TASK MATERIAL:
────

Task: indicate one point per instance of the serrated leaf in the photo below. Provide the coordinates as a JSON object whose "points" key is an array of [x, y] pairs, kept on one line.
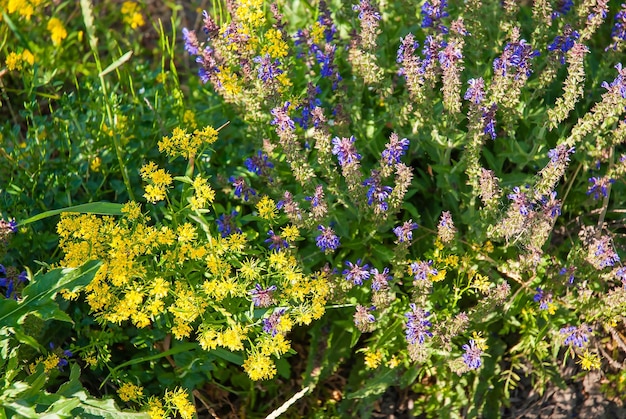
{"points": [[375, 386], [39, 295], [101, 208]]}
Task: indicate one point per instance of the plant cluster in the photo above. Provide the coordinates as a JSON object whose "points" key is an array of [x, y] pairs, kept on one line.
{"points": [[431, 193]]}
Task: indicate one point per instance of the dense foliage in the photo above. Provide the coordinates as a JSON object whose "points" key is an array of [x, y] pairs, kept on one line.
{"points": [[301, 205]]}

────

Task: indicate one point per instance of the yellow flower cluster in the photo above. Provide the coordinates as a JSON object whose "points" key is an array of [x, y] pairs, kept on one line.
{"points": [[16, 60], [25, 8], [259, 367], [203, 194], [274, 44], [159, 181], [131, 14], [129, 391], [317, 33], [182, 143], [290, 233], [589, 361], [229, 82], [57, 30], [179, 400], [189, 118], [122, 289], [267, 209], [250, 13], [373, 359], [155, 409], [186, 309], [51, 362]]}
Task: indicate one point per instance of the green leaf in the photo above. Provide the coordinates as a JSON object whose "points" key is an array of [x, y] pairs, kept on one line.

────

EXERCISE GOAL: Output exactly one stretch of the listing: from the line containing "Task: indicate one point per instance of the yellow" through the line containing "Task: indicate one point per instance of the green", both end lines included.

OUTPUT FOR THIS EXERCISE:
Task: indicate one point per instance of the yellow flower cluster in the photo above. Provide the coordinates as a JSON object whose "points" key is an array of [x, y] pairs, kept on one line.
{"points": [[16, 60], [25, 8], [259, 367], [203, 194], [274, 44], [159, 181], [131, 14], [129, 391], [317, 33], [182, 143], [290, 233], [589, 361], [229, 82], [57, 30], [179, 400], [189, 118], [122, 289], [267, 209], [250, 13], [373, 359], [155, 409], [186, 309], [51, 362]]}
Task: indicate one point per instance of the green leaf in the photo above. Provide the coordinates as a JSON object whose "points" key is an array of [x, y] pairs, kept on one line.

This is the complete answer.